May 03, 2011 at 03:47 PM
written by Michael Munson

The Long Tail of Sponsorship is Coming

If I demanded the Earth was round today, you would say “duh!” There was a time however, that this notion would have made people question my intelligence. It was also once accepted to think sneezing was the act of ridding your body of an evil spirit. The fact we will still today say, “bless you” after one sneezes is just a vestige of a long since unproven myth. It is now pretty widely accepted that sneezing is caused from an irritation of our nasal hairs, not us trying to rid our bodies of unwanted evil, unless of course you consider a dust particle evil.


The point is paradigms change as our knowledge evolves. Just as at one time it was acceptable to believe Earth was flat, so to do I believe a time will arrive that it used to be the accepted truth that properties with great media reach offer more value than sponsorship properties without significant media reach. To me in fact, that time has already arrived. An evolution is underway that is going to change the way the sponsorship marketplace functions. As with any other burgeoning trend, those that are ready for this change to occur first will capitalize on it the most.

This week’s Ahead of the Curve interview with Marty Teller of the Trenton Thunder is a great example of someone ready for this change and why it is only a matter of time before a giant sea change in the way sponsorship dollars are spent, and for that matter, how sponsorship programming is executed, is upon us. The notion that the best way to execute sponsorship was to by the NFL shield or the Olympic rings, a bunch of ad media, run a contest, and fork over tens of millions of dollars for the privilege, is going to be laughed at by future generations of marketers in much the same way we now scoff at those that questioned Magellan, Aristotle, Pythagoras, etc. for believing the Earth was round.

(Some records)
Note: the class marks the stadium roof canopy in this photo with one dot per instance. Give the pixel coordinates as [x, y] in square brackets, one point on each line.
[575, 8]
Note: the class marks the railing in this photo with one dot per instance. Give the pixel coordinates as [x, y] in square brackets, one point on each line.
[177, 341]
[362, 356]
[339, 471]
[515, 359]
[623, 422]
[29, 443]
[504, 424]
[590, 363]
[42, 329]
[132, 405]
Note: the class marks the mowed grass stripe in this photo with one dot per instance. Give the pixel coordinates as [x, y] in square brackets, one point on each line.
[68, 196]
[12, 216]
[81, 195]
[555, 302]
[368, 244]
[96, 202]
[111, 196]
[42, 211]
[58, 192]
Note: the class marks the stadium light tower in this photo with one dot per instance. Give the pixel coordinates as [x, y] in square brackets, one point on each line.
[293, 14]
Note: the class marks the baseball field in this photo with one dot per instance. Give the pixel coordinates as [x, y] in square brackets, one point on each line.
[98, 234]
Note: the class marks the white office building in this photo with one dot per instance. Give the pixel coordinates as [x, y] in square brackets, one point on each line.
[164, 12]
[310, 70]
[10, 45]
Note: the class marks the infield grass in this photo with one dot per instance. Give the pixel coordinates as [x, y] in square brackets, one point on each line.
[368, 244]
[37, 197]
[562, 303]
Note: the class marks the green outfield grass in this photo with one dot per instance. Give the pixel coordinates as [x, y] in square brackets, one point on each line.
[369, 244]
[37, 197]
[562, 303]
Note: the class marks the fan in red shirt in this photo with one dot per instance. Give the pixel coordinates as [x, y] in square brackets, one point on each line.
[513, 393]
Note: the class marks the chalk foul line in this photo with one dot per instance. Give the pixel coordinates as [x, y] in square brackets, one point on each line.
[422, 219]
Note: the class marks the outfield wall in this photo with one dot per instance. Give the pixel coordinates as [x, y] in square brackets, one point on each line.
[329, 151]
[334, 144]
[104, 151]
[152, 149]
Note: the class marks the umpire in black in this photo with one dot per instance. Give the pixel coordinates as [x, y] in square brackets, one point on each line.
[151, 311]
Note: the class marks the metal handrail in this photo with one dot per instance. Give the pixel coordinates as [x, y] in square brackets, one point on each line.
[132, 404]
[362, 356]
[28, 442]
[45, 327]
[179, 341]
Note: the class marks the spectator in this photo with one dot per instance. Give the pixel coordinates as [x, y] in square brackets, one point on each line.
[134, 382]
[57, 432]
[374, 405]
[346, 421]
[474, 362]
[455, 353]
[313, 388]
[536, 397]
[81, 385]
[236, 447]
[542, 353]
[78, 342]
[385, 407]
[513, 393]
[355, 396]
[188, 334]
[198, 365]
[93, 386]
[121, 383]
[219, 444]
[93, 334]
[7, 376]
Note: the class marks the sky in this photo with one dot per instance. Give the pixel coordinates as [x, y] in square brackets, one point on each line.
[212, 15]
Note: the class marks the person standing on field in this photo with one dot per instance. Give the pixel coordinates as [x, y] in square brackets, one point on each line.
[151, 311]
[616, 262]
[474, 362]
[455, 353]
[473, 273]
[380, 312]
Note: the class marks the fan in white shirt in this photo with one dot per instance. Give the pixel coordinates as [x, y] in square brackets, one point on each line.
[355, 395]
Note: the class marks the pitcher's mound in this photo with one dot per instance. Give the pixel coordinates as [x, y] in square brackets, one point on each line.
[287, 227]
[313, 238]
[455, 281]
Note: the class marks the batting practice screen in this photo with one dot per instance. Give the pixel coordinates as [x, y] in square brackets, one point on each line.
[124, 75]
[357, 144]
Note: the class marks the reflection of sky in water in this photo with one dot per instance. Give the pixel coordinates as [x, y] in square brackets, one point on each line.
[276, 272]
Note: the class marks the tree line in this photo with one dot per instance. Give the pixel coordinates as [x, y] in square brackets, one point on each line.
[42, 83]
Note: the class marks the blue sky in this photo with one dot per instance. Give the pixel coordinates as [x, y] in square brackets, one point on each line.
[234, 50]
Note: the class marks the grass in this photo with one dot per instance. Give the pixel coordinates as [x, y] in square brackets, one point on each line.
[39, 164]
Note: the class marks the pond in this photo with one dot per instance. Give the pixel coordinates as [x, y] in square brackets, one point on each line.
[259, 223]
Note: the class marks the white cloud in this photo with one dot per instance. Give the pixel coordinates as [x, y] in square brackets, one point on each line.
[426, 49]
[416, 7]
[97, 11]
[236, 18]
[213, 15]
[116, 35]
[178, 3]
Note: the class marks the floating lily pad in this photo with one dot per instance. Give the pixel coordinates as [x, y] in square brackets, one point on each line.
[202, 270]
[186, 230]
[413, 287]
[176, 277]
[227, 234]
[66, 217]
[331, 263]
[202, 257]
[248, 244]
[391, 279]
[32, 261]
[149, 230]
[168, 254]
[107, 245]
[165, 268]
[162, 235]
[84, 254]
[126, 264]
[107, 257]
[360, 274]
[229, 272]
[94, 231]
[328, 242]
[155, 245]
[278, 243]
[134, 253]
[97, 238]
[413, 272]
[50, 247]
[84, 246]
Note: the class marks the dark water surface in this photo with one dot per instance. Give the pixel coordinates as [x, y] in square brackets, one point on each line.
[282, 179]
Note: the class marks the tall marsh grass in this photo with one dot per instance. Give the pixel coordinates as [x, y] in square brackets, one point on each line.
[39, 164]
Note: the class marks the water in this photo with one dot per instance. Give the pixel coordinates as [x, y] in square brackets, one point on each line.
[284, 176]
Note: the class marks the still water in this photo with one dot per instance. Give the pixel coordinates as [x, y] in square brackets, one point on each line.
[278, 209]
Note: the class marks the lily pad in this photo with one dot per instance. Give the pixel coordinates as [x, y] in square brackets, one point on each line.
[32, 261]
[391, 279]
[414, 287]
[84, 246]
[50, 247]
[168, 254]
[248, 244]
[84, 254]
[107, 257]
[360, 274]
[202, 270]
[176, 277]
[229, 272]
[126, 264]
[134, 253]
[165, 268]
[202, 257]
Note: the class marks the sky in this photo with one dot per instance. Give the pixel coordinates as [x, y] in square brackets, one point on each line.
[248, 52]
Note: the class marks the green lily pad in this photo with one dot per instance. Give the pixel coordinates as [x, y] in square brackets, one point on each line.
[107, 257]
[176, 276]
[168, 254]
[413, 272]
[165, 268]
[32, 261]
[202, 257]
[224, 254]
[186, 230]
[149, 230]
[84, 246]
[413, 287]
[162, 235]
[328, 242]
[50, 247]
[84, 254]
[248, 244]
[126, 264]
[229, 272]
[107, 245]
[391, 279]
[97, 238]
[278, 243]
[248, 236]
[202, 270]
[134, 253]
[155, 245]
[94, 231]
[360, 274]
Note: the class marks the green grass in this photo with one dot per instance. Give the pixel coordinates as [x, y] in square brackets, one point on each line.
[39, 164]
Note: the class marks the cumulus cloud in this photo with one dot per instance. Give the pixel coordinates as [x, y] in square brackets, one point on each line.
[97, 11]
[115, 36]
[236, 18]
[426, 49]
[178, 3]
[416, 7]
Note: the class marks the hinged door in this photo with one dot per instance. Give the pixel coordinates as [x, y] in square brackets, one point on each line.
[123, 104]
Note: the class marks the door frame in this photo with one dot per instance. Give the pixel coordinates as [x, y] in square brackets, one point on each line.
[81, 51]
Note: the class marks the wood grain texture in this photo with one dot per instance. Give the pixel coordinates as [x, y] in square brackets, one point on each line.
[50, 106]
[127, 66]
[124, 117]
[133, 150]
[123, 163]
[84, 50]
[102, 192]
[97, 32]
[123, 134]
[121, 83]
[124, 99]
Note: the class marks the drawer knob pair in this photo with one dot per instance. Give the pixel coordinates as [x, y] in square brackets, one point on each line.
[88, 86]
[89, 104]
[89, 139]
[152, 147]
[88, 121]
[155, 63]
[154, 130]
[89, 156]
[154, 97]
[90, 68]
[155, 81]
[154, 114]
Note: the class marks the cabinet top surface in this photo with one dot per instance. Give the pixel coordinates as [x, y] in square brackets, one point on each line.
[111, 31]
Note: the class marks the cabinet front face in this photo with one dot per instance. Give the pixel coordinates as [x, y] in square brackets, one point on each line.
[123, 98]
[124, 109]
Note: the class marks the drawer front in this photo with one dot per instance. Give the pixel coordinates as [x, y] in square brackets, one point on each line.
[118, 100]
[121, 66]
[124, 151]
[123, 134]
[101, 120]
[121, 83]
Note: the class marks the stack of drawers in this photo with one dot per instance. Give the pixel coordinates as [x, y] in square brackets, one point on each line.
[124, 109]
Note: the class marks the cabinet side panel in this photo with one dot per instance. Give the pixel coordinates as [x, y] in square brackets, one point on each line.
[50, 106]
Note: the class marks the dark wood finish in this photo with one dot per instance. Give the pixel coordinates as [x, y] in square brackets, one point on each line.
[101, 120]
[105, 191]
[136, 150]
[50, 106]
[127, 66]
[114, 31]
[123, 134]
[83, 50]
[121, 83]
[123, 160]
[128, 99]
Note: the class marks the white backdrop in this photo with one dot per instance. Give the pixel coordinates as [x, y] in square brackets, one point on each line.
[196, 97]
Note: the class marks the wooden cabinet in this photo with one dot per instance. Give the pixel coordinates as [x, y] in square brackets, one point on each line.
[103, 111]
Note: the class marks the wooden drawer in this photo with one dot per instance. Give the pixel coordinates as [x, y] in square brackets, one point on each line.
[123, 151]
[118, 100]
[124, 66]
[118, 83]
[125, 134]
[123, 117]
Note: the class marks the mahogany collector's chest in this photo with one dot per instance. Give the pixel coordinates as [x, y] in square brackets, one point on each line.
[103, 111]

• Goals:
- A) Find every line in the entries that contains the word "dark", and copy each one. Case counts.
- B) Please continue the post on the long tail of sponsorship, starting right after its last sentence.

• Exercise results:
- A)
Note: the class marks the dark water surface in this photo with one dot per instance. Give the pixel coordinates as [x, y] in square brackets, one point on each line.
Note: the class marks the dark wood finish in this photo with one dot per instance. Give the pixel coordinates as [x, y] in square brackets, one point on each line.

- B)
I’ll say it now, those NFL and NBA players and their team owners had better get used to doing more with less, because as I mentioned in my post last week, the real value is the consumer, not the players and the teams. Guys like Marty Teller understand this. If properties like his (there are thousands) can deliver better results on a dollar per dollar basis than his media heavy brethren (because they can make greater impacts in local communities), it is simply a matter of time before the mentality switches in corporate marketing operations from “bigger is better” to “better is better.” I mean if you can increase your margins by 10% with more, locally based and activated sponsorships over what you can with national based and locally activated sponsorships… do I even need to finish the thought?

No, activating more deals isn’t going to be easy, but it is going to produce results. I know large numbers of people don’t like to work hard or do difficult things, but when the CFO knows you can take $10 million of the $20 million you are dumping into one NASCAR deal, and increase sales by 10% if you put it into 100 small deals instead…well, you can figure it out how things are going to change.

What we are going to see is the market moving to equilibrium between the large, media rich properties and the smaller, more personally and contextually relevant ones to people, especially where they live. The NFL isn’t going away, not by a long shot. As the market is educated and technology facilitates more market efficiency though, it and other “Tier One” properties will be reduced as more local and frankly, more affordable properties like the Trenton Thunder make their cases for their value. I just ran this by a veteran major league team executive, and he agreed. It just makes too much sense not to happen.

In the end, sponsors will switch the course they have been on for a decade and create larger sponsorship property portfolios. They will engage in more, smaller deals as a long tail dynamic is created in the sponsorship market; more revenue will be generated from more, smaller deals than fewer large ones.

In order for this to become a reality, more sponsorship-educated brand marketers will be needed. My guess would be many of these brand marketing sponsorship jobs will be filled by people who are now on the sales side, because there simply aren’t that many people in business schools or that are in corporate marketing jobs that really understand how sponsorship works and how to maximize the value it can create. The people selling it for their livelihoods are developing skills and knowledge that are making them quite valuable to the evolving marketplace.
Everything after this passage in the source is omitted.